Bei Pastor Ivan in Mokren und Padarevo ist die Perspektive noch düsterer. Im Telefonat heute war zu spüren: Es ist wie die Ruhe vor dem großen Sturm. Das Leben in diesen kleinen Dörfern, in denen es schon seit Jahren weder Läden noch einen Arzt gibt und überwiegend die Alten zurückgeblieben sind, droht komplett zum Erliegen zu kommen. Die Unsicherheit ist groß. Wer wird da sein, wer wird helfen können, wenn das Virus kommt?
Und dann habe ich die Besuche in den Slums vor Augen. Ich möchte mir nicht vorstellen, wie das Virus hier durch die Hütten zieht. In Sliven leben 40000 Menschen auf engstem Raum. In Kazanlak im Slum sind es auch mehrere tausend. Hygiene ist nicht möglich. Es gibt kaum fließendes Wasser zum Waschen. Es gibt keine Kanalisation, keine medizinische Hilfe. Oft lebt, wie wir es bei Pastor Peter erlebt haben, eine Familie mit neun Personen in einem Raum. Wie wollen sich die Menschen hier schützen?

○ ○ ○ ○ ○ ○ ○

Aufgabenstellung ▸ Setzen Sie den Ausgangstext über die Sorge vor dem Virus in abgelegenen Dörfern und Slums im Anschluss an seinen letzten Satz fort.

○ ○ ○ ○ ○ ○ ○

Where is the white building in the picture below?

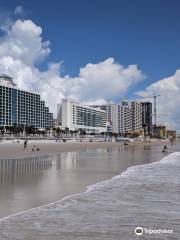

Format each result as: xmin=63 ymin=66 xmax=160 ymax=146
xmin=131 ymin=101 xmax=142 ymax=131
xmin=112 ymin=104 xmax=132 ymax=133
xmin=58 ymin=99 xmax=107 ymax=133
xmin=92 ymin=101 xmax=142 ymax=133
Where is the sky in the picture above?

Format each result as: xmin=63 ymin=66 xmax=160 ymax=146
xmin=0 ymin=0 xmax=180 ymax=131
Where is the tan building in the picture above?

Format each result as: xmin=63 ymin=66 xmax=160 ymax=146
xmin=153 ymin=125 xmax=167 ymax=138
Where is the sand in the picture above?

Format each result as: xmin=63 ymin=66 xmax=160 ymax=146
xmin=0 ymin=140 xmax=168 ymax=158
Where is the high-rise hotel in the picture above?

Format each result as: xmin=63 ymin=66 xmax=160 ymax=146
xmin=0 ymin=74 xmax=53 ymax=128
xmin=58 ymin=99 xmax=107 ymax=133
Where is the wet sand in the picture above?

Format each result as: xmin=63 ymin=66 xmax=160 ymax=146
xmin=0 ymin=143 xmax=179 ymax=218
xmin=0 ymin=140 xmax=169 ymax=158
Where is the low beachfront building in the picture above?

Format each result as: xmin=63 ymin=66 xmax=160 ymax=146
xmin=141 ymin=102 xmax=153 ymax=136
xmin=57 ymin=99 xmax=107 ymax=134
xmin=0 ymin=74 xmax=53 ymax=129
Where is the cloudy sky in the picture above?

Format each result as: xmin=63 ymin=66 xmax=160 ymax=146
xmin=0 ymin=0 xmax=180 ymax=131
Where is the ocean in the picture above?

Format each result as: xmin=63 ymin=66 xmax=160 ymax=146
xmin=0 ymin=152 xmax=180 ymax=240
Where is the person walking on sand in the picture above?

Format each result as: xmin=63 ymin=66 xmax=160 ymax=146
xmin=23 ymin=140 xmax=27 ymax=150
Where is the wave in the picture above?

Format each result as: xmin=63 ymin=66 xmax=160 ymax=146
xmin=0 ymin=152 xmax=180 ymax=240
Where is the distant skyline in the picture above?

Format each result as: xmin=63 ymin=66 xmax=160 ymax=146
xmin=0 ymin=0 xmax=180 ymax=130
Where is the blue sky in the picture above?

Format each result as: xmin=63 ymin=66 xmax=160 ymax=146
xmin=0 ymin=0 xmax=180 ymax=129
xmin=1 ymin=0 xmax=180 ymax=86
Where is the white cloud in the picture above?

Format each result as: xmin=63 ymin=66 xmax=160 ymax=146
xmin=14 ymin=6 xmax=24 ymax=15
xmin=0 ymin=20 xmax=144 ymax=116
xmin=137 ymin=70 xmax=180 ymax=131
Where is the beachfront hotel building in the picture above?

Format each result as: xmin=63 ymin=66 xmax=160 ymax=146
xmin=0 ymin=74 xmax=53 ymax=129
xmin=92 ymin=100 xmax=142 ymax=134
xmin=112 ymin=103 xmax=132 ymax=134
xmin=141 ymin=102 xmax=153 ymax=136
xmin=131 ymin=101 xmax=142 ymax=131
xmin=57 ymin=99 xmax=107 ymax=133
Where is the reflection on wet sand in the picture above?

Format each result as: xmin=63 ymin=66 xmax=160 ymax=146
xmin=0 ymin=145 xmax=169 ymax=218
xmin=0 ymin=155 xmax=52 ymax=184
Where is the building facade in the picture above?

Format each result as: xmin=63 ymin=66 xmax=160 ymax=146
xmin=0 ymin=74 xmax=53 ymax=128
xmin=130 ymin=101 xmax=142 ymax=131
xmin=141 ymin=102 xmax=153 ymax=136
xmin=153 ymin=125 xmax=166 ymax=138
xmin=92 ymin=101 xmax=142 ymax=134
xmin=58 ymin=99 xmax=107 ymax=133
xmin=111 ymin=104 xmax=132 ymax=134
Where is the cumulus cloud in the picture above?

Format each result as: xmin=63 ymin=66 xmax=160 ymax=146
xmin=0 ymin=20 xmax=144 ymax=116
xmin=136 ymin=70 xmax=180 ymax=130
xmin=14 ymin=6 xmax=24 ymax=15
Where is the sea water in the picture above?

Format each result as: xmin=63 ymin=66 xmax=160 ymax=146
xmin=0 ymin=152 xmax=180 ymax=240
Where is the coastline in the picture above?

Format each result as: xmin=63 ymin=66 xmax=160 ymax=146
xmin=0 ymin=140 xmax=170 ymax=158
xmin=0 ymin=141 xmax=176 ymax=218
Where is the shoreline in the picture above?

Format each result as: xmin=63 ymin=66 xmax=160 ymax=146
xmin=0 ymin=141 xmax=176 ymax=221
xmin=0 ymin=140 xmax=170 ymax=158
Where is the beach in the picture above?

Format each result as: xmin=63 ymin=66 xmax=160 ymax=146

○ ○ ○ ○ ○ ○ ○

Ihre Antwort ▸
Überall bei unseren Partnern erleben wir: Die Kirchengemeinden und ihre Mitarbeiterinnen und Mitarbeiter versuchen zu helfen, so gut sie können. Die Menschen können nicht mehr in die Gemeinde kommen. So versuchen die Helfer den Bedürftigsten Lebensmitteltaschen und Medikamente nach Hause zu bringen. Manche – besonders die Älteren mit Renten um 120 Euro monatlich – brauchen oft auch finanzielle Unterstützung zum Bezahlen von Strom und Heizung. Den Gemeinden selbst fehlen dabei weitestgehend die finanziellen Mittel für die benötigte Hilfe.
Die Lebensmitteltaschen mit Grundnahrungsmitteln kosten umgerechnet etwa 8 Euro. Der Inhalt reicht für eine Person einen ganzen Monat.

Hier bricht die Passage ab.